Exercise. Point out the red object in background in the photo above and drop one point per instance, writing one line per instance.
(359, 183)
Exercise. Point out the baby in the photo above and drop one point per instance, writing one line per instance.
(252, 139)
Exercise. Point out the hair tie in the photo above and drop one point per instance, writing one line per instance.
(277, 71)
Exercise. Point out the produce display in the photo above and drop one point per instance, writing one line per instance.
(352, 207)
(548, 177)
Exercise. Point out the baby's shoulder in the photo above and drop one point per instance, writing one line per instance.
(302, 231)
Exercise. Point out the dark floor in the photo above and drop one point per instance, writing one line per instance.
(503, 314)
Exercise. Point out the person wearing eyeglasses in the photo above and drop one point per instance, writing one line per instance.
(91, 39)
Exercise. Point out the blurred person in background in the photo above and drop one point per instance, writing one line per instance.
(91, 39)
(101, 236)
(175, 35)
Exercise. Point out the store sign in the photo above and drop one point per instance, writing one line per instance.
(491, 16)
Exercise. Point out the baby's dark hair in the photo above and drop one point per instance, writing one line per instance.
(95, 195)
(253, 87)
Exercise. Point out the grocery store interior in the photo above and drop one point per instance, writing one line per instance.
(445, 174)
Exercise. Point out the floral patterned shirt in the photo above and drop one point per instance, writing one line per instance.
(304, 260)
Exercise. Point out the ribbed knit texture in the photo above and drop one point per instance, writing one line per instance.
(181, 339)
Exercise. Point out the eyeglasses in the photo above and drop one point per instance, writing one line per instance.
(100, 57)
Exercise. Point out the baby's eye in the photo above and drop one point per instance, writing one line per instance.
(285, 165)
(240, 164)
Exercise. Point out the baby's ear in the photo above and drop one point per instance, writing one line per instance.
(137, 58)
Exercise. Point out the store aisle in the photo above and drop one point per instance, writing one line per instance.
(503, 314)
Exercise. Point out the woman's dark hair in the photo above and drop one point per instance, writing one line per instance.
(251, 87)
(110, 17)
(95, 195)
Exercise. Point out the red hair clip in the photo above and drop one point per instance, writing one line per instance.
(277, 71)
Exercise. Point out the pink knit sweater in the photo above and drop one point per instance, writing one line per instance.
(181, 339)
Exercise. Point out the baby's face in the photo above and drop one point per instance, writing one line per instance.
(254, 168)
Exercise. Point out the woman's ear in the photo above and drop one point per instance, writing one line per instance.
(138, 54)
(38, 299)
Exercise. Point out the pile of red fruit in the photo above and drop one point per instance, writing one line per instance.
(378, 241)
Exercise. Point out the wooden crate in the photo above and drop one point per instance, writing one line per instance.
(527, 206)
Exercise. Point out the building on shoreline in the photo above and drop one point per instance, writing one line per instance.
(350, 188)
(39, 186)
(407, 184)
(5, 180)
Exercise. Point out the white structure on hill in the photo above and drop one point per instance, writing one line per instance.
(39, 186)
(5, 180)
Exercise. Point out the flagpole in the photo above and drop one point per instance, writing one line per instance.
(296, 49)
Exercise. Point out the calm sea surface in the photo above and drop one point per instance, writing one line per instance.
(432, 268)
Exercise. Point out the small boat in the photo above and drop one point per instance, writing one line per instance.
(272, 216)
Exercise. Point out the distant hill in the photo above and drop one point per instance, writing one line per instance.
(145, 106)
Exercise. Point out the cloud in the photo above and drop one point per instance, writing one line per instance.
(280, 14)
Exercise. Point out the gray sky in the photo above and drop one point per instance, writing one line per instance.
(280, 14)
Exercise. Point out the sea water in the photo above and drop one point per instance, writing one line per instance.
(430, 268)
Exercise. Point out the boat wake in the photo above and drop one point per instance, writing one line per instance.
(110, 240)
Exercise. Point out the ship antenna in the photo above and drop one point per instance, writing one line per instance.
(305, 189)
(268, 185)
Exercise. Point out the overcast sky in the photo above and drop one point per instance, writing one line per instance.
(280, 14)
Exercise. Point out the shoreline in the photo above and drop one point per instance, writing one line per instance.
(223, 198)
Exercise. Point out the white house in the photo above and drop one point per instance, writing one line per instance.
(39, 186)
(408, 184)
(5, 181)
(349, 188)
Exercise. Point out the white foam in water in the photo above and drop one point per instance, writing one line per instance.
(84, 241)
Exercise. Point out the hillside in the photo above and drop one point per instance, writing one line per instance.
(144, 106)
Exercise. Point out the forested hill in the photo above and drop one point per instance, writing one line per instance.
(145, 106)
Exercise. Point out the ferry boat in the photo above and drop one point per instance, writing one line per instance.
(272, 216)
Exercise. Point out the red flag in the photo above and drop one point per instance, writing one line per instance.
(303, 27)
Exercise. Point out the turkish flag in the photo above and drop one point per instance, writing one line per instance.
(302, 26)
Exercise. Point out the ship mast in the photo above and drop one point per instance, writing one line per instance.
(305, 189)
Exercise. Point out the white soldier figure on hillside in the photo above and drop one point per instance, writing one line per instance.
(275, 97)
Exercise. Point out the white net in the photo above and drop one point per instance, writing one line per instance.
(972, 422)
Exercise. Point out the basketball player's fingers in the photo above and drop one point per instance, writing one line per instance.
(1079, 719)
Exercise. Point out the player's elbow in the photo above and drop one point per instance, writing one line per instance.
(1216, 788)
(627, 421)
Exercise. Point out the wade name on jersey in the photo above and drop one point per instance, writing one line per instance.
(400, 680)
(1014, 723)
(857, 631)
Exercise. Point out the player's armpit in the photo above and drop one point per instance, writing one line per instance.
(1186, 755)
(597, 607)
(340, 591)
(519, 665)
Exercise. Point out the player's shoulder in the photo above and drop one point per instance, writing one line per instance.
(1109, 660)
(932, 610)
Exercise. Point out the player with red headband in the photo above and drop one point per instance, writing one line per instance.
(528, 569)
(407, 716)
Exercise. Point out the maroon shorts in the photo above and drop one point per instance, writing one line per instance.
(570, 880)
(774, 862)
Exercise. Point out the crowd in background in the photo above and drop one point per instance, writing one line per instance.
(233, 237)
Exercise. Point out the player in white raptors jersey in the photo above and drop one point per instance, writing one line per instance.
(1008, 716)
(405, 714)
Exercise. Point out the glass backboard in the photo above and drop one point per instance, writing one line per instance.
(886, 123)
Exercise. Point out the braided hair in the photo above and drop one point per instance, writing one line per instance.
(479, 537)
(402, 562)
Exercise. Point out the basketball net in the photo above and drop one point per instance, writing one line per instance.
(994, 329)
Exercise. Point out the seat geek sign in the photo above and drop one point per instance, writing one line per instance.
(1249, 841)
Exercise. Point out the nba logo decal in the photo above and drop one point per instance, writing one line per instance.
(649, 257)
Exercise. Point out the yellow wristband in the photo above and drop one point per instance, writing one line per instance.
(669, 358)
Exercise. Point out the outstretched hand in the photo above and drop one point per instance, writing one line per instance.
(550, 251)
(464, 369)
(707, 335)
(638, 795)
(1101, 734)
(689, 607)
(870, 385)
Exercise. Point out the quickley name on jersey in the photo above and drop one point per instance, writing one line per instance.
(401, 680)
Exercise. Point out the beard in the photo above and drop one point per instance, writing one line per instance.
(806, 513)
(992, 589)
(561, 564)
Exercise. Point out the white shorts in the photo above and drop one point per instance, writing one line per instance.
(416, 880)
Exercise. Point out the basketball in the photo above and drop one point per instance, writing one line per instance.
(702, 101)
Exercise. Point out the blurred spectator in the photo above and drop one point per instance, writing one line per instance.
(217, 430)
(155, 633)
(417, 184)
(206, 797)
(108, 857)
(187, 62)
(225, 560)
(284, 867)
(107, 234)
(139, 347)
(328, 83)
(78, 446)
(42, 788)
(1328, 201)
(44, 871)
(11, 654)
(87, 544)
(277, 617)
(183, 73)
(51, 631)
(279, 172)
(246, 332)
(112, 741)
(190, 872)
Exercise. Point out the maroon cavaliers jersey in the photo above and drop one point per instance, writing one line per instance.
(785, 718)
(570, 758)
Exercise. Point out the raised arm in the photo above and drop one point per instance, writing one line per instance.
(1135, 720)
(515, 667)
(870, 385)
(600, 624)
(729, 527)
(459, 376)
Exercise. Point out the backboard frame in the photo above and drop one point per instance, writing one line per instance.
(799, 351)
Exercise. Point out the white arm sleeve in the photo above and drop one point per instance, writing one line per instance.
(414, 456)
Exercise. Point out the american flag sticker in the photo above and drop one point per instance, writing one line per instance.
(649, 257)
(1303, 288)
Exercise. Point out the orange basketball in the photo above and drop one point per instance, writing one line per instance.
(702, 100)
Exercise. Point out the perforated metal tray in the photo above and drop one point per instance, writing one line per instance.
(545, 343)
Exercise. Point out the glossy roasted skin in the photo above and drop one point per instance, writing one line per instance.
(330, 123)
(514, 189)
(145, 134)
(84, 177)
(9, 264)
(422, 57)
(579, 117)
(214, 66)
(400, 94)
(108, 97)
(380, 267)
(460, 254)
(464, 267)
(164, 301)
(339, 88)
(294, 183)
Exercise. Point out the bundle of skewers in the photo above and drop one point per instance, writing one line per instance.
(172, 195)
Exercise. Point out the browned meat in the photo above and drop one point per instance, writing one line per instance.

#### Brief
Give back exactly the lines from the one containing "Exercise. Point out the perforated" through the last line of the records.

#### Written answer
Exercise. Point out the perforated metal tray in the photo above and drop one point per instance, writing one line per instance.
(545, 343)
Exercise. Point out the glossy roasted skin in the photo above and drop one point per instance, writing one line per instance.
(330, 123)
(514, 189)
(145, 134)
(84, 177)
(9, 264)
(422, 57)
(579, 117)
(214, 66)
(400, 94)
(108, 97)
(380, 267)
(460, 254)
(464, 267)
(164, 301)
(339, 88)
(294, 183)
Exercise. Point out the bundle of skewers in the photo above and drop one point per instance, writing one line per instance.
(172, 195)
Exercise. Point out the browned meat in the photo above and drop one point per instance, writing one line per instance.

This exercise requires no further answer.